• **Recorded data**:

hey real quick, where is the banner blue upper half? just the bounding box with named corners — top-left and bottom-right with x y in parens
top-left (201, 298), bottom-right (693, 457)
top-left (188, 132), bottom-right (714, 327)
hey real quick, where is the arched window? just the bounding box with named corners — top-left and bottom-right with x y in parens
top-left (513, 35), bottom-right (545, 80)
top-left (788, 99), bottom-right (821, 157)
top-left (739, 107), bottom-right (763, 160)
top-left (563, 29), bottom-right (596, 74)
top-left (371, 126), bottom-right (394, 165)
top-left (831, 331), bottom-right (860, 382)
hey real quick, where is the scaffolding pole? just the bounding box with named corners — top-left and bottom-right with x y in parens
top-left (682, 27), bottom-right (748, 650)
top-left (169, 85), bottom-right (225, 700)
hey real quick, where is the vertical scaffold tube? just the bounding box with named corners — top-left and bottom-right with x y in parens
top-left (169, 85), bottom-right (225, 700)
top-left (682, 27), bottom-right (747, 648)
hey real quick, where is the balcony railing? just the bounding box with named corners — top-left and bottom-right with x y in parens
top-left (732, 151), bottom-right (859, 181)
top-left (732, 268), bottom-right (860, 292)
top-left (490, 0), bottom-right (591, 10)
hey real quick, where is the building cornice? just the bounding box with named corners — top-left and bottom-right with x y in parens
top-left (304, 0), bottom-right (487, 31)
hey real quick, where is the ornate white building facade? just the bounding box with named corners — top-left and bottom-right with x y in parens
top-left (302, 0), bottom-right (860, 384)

• **Brief**:
Would you repeat all of the data above, word for word?

• **Response box**:
hey real quick, where is the banner blue upper half? just the bounding box with named corners — top-left and bottom-right with x y in parens
top-left (201, 298), bottom-right (693, 457)
top-left (188, 132), bottom-right (714, 327)
hey real quick, where is the arched window? just the bounding box with named corners — top-left and bottom-right with x y in parens
top-left (513, 35), bottom-right (545, 80)
top-left (788, 99), bottom-right (821, 157)
top-left (739, 107), bottom-right (763, 160)
top-left (563, 29), bottom-right (596, 74)
top-left (371, 126), bottom-right (394, 165)
top-left (831, 331), bottom-right (860, 382)
hey real quick, where is the scaffolding pole? just the bounding box with named corners — top-left and bottom-right with x y in parens
top-left (682, 27), bottom-right (748, 650)
top-left (169, 85), bottom-right (225, 700)
hey real quick, where is the vertical scaffold tube? just the bounding box with named corners — top-left and bottom-right with x y in parens
top-left (169, 85), bottom-right (225, 700)
top-left (682, 27), bottom-right (747, 648)
hey real quick, where is the balcony railing? just the bounding box with named corners — top-left and bottom-right with x y in parens
top-left (732, 151), bottom-right (859, 181)
top-left (732, 268), bottom-right (860, 292)
top-left (490, 0), bottom-right (591, 10)
hey real quick, where is the building cornice? just the bounding box with named corners — top-left and bottom-right with x y in parens
top-left (304, 0), bottom-right (487, 31)
hey real quick, where is the ornate white building facade? just the bounding box with named corners — top-left and bottom-right with x y in parens
top-left (302, 0), bottom-right (860, 384)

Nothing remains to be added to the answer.